[Start of section]
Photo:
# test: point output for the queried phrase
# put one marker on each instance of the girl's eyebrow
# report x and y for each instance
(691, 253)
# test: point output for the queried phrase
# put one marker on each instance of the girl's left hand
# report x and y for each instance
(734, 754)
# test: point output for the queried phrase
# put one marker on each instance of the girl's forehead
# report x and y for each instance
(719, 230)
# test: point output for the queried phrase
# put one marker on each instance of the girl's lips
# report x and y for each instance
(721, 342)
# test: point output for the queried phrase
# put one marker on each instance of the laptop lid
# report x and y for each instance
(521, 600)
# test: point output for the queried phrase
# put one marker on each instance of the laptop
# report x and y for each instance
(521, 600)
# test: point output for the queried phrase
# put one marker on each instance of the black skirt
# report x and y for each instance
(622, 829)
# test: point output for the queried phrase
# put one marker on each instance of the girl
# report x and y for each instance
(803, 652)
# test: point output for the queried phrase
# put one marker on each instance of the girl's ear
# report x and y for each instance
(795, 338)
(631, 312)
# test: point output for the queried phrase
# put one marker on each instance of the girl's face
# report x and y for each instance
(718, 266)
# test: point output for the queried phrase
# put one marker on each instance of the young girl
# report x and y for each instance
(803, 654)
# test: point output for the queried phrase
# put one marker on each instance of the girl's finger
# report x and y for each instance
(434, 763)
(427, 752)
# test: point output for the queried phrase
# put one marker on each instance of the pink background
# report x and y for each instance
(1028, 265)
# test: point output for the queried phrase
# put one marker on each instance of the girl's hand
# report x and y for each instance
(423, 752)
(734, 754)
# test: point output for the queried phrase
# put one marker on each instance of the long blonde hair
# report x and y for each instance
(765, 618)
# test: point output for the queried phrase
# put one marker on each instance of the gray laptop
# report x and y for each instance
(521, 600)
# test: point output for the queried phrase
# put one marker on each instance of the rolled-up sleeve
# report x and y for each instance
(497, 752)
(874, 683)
[End of section]
[Start of section]
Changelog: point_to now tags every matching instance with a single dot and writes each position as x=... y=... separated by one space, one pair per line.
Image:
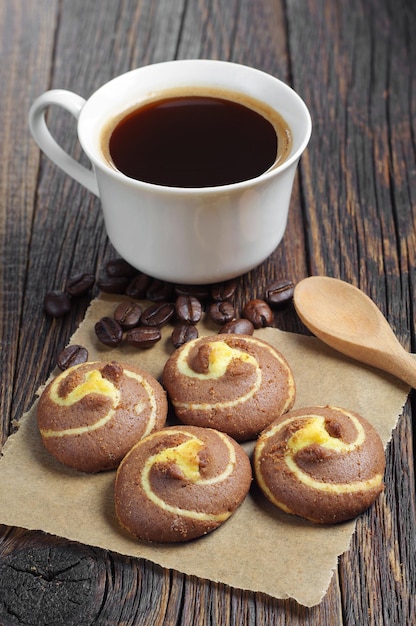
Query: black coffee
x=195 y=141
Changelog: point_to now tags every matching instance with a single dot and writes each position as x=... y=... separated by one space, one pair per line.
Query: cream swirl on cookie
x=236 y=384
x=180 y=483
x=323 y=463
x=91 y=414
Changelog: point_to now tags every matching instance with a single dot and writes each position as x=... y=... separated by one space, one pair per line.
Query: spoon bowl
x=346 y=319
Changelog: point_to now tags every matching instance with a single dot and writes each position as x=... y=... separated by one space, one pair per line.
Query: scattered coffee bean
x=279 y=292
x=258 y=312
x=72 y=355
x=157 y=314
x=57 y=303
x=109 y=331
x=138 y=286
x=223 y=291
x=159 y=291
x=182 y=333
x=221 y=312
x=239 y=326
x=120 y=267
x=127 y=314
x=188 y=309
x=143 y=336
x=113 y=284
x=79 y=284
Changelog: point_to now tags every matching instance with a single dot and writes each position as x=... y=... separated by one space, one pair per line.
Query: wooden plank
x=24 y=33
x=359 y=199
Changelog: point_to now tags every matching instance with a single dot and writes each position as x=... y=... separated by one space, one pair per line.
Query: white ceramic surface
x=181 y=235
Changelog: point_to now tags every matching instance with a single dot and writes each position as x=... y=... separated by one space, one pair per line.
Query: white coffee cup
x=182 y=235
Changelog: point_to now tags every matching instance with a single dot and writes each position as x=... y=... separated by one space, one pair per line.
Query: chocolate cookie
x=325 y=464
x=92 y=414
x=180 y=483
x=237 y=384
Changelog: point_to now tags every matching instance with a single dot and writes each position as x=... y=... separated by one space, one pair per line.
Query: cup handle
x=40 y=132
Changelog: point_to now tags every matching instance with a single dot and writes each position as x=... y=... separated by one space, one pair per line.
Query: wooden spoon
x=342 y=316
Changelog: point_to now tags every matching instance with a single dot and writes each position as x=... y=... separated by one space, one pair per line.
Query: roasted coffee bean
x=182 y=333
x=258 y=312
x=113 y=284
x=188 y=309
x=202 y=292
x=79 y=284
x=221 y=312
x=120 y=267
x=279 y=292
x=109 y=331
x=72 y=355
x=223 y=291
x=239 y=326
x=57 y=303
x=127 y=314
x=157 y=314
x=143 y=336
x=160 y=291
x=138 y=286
[End of section]
#### [Task requirements]
Your reply should hold every line from the data that contains "laptop", copied in full.

#### [Written response]
# put one marker on each instance of the laptop lid
# put one marker on each instance of the laptop
# put one marker on each instance of the gray laptop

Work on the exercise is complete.